▸ **Task description**:
Omit all pictures and give the records below again exactly as written.

Natural-language object grounding data:
===============

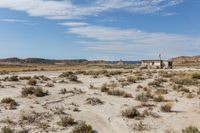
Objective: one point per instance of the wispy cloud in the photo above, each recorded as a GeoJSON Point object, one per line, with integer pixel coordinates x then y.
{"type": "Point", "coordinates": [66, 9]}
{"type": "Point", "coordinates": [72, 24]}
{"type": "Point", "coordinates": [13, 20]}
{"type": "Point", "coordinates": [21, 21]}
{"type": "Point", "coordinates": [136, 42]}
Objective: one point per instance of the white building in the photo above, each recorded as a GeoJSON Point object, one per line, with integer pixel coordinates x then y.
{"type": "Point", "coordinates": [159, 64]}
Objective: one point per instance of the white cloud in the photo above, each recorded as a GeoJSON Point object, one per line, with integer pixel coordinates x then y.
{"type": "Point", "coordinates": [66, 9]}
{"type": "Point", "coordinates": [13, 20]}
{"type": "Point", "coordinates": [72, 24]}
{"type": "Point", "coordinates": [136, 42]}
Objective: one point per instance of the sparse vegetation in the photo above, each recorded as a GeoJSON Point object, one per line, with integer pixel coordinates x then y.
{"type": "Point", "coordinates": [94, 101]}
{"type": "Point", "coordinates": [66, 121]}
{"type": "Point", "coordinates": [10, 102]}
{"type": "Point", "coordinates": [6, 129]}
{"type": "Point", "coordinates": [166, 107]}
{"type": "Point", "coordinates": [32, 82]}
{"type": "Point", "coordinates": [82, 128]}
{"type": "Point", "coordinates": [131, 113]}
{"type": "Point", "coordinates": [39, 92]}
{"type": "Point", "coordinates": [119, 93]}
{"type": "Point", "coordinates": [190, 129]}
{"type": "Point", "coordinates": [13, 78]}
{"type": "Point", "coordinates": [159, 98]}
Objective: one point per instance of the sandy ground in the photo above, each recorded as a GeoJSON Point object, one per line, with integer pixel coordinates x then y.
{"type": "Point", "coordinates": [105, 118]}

===============

▸ **Completed exercise**:
Objective: one point per instance of the wispy cloud in the photo above, each recorded as a GeoJSON Point object, one per line, with integer pixel coordinates x then y.
{"type": "Point", "coordinates": [66, 9]}
{"type": "Point", "coordinates": [72, 24]}
{"type": "Point", "coordinates": [13, 20]}
{"type": "Point", "coordinates": [21, 21]}
{"type": "Point", "coordinates": [136, 42]}
Objective: one point per instance of the white building in the photo above, each recorded as a GeoJSON Point object, one per line, with integer pixel coordinates x then y.
{"type": "Point", "coordinates": [159, 64]}
Objective: one point per instance of the white cloud in the photo above, each recorded as a GeoJSON Point object, one per line, with integer pixel coordinates x then y.
{"type": "Point", "coordinates": [66, 9]}
{"type": "Point", "coordinates": [13, 20]}
{"type": "Point", "coordinates": [72, 24]}
{"type": "Point", "coordinates": [136, 42]}
Objective: one point per instance of the sparse vegetation in the photo above, each recorded as a GeoJSON Point object, one per line, with integer pixel coordinates x then y.
{"type": "Point", "coordinates": [94, 101]}
{"type": "Point", "coordinates": [66, 121]}
{"type": "Point", "coordinates": [10, 102]}
{"type": "Point", "coordinates": [6, 129]}
{"type": "Point", "coordinates": [166, 107]}
{"type": "Point", "coordinates": [32, 82]}
{"type": "Point", "coordinates": [82, 128]}
{"type": "Point", "coordinates": [131, 113]}
{"type": "Point", "coordinates": [39, 92]}
{"type": "Point", "coordinates": [119, 93]}
{"type": "Point", "coordinates": [190, 129]}
{"type": "Point", "coordinates": [13, 78]}
{"type": "Point", "coordinates": [159, 98]}
Objective: one point per instance of the sandy ground in the photo above, each recorded as a GeoJSON Point object, one per line, with integer pixel coordinates x then y.
{"type": "Point", "coordinates": [105, 118]}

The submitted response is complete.